BEGIN TEXT PROVIDED

By Priyanka Batra and Anuj Jhawar

The Hon’ble Supreme Court has established broad principles to determine whether medical trust and its ancillary services (like providing hostels for nurses) would be covered under the term ‘consumer’ under the Consumer Protection Act, 1986 (hereinafter referred to as the “Act’), vide its judgement dated November 14, 2019, in the matter of Lilavati Kirtilal Mehta Medical Trust v M/S Unique Shanti Developers & Ors.[1]

Brief facts of the case:

  • The complainant is a permanent trustee of Lilavati Kiratlal Mehta Medical Trust (hereinafter referred to as the “Trust”) of Lilavati hospital (hereinafter referred to as the “Hospital”)
  • The Complainant filed a complaint against M/S Unique Shanti Developers (hereinafter referred to as “Developers”) from whom 29 units of one BHK flats in the year 1997 were purchased for the Trust for providing hostel facility to nurses of the Hospital.
  • The flats were used for the aforesaid purpose till 2002 and were subsequently vacated due to their dilapidated condition owing to their poor construction.
  • Pursuant to this, a complaint was filed before the National Consumer Disputes Resolution Commission (hereinafter referred to as NCDRC) against the Developers for deficiency in services.
  • NCDRC dismissed the aforementioned complaint and based on order stating that ‘trust’ was not covered within the definition of ‘consumer’ under Section 2 (1) (d) of the Act, as the Trust through the Hospital was engaged in profit rendering services.
  • Subsequently, an appeal against the said order was filed before the Hon’ble Supreme Court.

END TEXT PROVIDED
BEGIN DATA

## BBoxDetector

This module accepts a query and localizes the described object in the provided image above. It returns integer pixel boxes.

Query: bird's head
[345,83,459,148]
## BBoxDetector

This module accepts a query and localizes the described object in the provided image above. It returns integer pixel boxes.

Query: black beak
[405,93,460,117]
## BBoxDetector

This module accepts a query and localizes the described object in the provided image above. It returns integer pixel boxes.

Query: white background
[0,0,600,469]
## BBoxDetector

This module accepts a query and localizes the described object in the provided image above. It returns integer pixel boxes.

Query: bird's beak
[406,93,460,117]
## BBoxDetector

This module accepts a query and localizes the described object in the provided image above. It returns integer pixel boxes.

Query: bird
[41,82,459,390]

END DATA

### ACTIVITY 1
From the Lilavati Trust case summary, list every short form introduced with "hereinafter referred to as," along with the full name each one stands for.
### ACTIVITY 2
Pick up the Lilavati Trust case summary after its final bullet, the one about the appeal filed before the Hon'ble Supreme Court, and continue it.
These rows were taken from a separate source and have no connection to the Lilavati Trust case summary.

### ANSWER 1
- "Act": Consumer Protection Act, 1986
- "Trust": Lilavati Kiratlal Mehta Medical Trust
- "Hospital": Lilavati hospital
- "Developers": M/S Unique Shanti Developers
- NCDRC: National Consumer Disputes Resolution Commission

### ANSWER 2
Observations by the Hon’ble Supreme Court 

  • The Hon’ble Supreme Court found that there was no direct connection between the purchase of flats by the Trust and its profit-generating activities. The flats used by the nurses on a free of cost basis.
  • The Court further held that the provision of providing hostel facilities to nurses was to facilitate better accommodation services for them. It was a part of the progressive duty performed by the hospital to maintain the valuable efforts provided by the nurses.

Hence, it was held that, the Trust qualified as a consumer under Section 2(1)(d) of the Act as the use of flats as hostel for nurses did not constitute commercial activity. The case was then remanded to the NCDRC for re-consideration in accordance with the law.

Conclusion

The decision of the Supreme Court provides another descriptive analysis of the term ‘consumer’ under the Act. The judgement given in this case paves way for circumstances where trusts can be considered as a ‘consumer’ and appropriate compensation can be awarded in case of similar future complaints.